Reading passage:
The kids’ sophomore year was spent back home in Rhode Island trying to reestablish a “normal” life but under the ever present threat of a recurrence. We lived in three month chunks of time bookmarked by Lisa’s follow-up visits to M.D. Anderson. It was in the spring that we all decided to travel to Houston together for her follow-up that we got word that the cancer had returned in her lungs. We flew home, devastated and depressed, gathered our thoughts and determined that we could no longer be that far away from the hospital. We decided to sell our home in Rhode Island and move to Texas. The emergency department at M.D. Anderson would be 45 minutes away rather than 2,000 miles away. If the cancer was going to be that aggressive, we were going to meet its aggression with overwhelming ferocity.

Task requirements:
1 > In the passage about the move to Texas, how far away would the M.D. Anderson emergency department be after the move?
2 > Repeat the passage about the move to Texas, starting with "The kids’ sophomore" and going on through "with overwhelming ferocity.".
The records aren't needed for any of this.

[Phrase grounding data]
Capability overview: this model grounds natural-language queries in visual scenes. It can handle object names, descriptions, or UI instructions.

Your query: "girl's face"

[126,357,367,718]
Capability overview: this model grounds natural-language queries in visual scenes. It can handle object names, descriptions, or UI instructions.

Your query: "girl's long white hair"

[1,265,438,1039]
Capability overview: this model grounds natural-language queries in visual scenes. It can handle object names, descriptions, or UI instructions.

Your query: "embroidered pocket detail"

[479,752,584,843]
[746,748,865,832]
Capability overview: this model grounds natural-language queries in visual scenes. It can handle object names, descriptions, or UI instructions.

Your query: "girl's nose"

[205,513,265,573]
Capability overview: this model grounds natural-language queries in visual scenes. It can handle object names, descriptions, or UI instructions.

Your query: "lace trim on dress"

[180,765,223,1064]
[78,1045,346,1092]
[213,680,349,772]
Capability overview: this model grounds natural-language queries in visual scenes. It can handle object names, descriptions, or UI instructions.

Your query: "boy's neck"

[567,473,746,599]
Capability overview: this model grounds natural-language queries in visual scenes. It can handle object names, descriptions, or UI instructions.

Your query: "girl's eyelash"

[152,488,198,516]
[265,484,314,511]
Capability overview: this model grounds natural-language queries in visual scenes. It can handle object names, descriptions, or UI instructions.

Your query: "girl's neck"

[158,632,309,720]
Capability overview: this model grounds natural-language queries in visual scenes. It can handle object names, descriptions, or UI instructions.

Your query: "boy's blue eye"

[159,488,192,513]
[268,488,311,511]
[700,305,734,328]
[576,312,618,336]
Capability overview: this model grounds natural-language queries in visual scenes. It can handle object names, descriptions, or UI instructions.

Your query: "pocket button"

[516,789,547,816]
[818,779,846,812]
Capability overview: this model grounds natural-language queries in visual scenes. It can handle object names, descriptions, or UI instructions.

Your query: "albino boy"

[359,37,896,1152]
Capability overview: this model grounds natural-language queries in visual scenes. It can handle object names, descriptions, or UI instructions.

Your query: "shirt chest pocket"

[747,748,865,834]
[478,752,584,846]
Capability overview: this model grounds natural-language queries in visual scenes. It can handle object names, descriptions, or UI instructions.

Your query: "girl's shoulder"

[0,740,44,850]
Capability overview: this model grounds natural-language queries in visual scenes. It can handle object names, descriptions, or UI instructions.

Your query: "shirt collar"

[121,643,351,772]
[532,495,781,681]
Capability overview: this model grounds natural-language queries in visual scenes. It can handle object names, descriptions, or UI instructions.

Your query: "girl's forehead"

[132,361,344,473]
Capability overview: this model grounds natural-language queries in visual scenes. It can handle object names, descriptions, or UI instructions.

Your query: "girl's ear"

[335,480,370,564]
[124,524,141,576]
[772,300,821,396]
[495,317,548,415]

Answers provided:
1 > 45 minutes away.

2 >
The kids’ sophomore year was spent back home in Rhode Island trying to reestablish a “normal” life but under the ever present threat of a recurrence. We lived in three month chunks of time bookmarked by Lisa’s follow-up visits to M.D. Anderson. It was in the spring that we all decided to travel to Houston together for her follow-up that we got word that the cancer had returned in her lungs. We flew home, devastated and depressed, gathered our thoughts and determined that we could no longer be that far away from the hospital. We decided to sell our home in Rhode Island and move to Texas. The emergency department at M.D. Anderson would be 45 minutes away rather than 2,000 miles away. If the cancer was going to be that aggressive, we were going to meet its aggression with overwhelming ferocity.